"""
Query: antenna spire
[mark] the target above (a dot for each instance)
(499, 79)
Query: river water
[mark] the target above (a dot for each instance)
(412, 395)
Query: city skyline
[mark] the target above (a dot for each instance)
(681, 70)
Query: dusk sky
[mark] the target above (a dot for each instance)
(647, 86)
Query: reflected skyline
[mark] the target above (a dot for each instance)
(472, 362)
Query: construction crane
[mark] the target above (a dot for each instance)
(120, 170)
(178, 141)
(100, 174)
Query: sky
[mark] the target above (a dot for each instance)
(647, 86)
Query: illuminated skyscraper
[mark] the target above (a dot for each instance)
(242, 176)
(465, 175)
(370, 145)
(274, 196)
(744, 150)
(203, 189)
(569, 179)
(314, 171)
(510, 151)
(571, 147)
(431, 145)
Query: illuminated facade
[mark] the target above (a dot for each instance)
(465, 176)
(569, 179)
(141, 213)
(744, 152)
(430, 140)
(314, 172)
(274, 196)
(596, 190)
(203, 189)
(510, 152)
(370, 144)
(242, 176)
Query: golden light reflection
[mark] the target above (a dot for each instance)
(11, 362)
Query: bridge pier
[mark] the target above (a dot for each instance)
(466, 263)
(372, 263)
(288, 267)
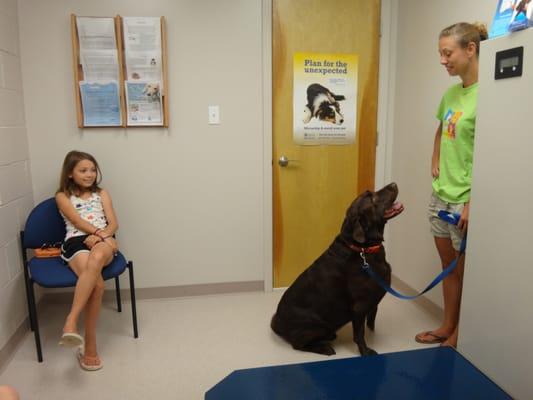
"""
**Task to complete**. In the entries above, how many lines include the word "Query"? Give only that number.

**Result of this task**. 11